TEXT SHOWN
Masters of the Medium 2011 Nominees:

In 1997, the Alliance created the Masters of the Medium Award in celebration of the Alliance’s fifteenth anniversary and the Renwick Gallery’s twenty-fifth anniversary.  Masters of the Medium are awarded in odd numbered years.  Nominations for the Masters were solicited by from Alliance members earlier this summer. 

A Master is selected in each of the five categories: Ceramics, Fiber/ Baskets, Glass, Metal/ Jewelry, and Wood/ Furniture. 

To assist in the voting process the James Renwick Alliance has put together short biographies of the nominees and provided examples of their work.

Each JRA member may cast a ballot for one person in each of the five categories.  Please return your ballots by September 9, 2010.  The winners will be announced in the fall on the Alliance website.

 

Wood/ Furniture  

Ron Arad

Ron Arad is a furniture designer, architect, and teacher; his expertise is broad and his reputation formidable. Combining playful forms and experiments with advanced technologies, Ron Arad has emerged as one of the most influential designers of our time.

 

Ron Arad Chair

 

 

 

 

 

 

 

 

 

 

Garry Knox Bennett

Garry Knox Bennett is an internationally known furniture maker, who, in the 1970’s began making clocks which expanded into furniture design. He is most well known for his chairs and use of conventional woods and unusual materials such as plywood, aluminum, steel, and plastics.  Garry's work is represented in many private collections as well many museums including the Renwick Gallery.

Garry Knox Bennett Chair

 

Michelle Holzapfel

 

Michelle Holzapfel applies a high standard of craftsmanship and creative thinking to her turned and carved hardwood pieces that go far beyond the traditional vessel form and are intriguing and intricate sculptures that provoke thought as well as admiration for their life-like detail.

Michelle Holzapfel working

 

William Hunter

William Hunter’s artistic development as wood turner began with utilitarian objects such as bowls, clocks, pipes, hand mirrors and candle sticks and continues with his exquisite decorative forms in a variety of rare and exotic woods.

 

William Hunter Tower

 

Mark Lindquist

 

Mark Lindquist has been an innovator and leader in the field of woodturning/ sculpture since the late 1960s. Mark's thirty-plus years of contributions to contemporary art have altered the direction of woodturning and sculpture worldwide.

Mark Lindquist

 

Kristina Madsen

Kristina Madsen's work reflects the wood carving traditions she studied in Tasmania and Fiji. She has won numerous awards, including the National Endowment for the Arts Craftsman's Fellowship and a Fulbright Fellowship to study woodcarving in Fiji.

Kristina Madsen

 

 

 

 

 

 

 

 

 

Philip Moulthrop

In 1992, Philip Moulthrop introduced a new style of wood vessel, his mosaic series.  These vessels were formed by taking cross sections of various branches and blending them with a dark black resin. The vessel would then be sanded down and polished, producing a unique result. These works are considered by many collectors to be his most prominent contribution to the wood turning field.

Philip Mouthrop

 

Jere Osgood

Jere Osgood's elegant but otherworldly furniture pieces have an animated quality that invigorates the simplicity of their design. With legs branching out off to one side, growing like vines or tentacles from underneath a table top or other surface, the pieces are highly functional in concept and stunningly unique in appearance.

ENTRIES SHOWN
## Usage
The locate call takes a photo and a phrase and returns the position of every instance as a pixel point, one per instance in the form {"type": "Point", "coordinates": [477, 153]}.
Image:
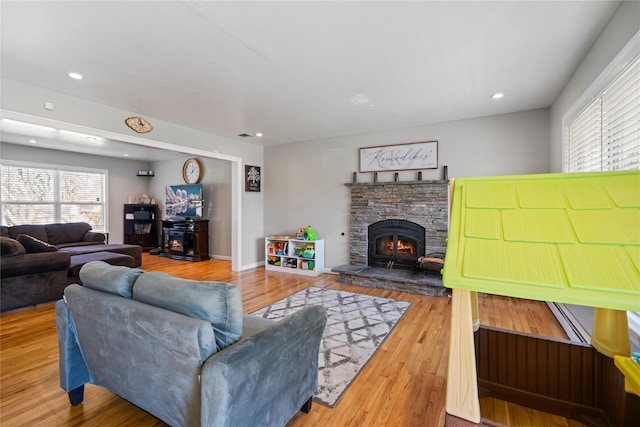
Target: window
{"type": "Point", "coordinates": [605, 135]}
{"type": "Point", "coordinates": [33, 194]}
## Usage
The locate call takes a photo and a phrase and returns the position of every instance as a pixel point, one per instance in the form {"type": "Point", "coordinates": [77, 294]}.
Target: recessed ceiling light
{"type": "Point", "coordinates": [10, 125]}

YOUR TASK
From the Masters of the Medium nominee text, pull out the passage between "Kristina Madsen's work" and "woodcarving in Fiji.", inclusive, word for word.

WRITTEN REPLY
Kristina Madsen's work reflects the wood carving traditions she studied in Tasmania and Fiji. She has won numerous awards, including the National Endowment for the Arts Craftsman's Fellowship and a Fulbright Fellowship to study woodcarving in Fiji.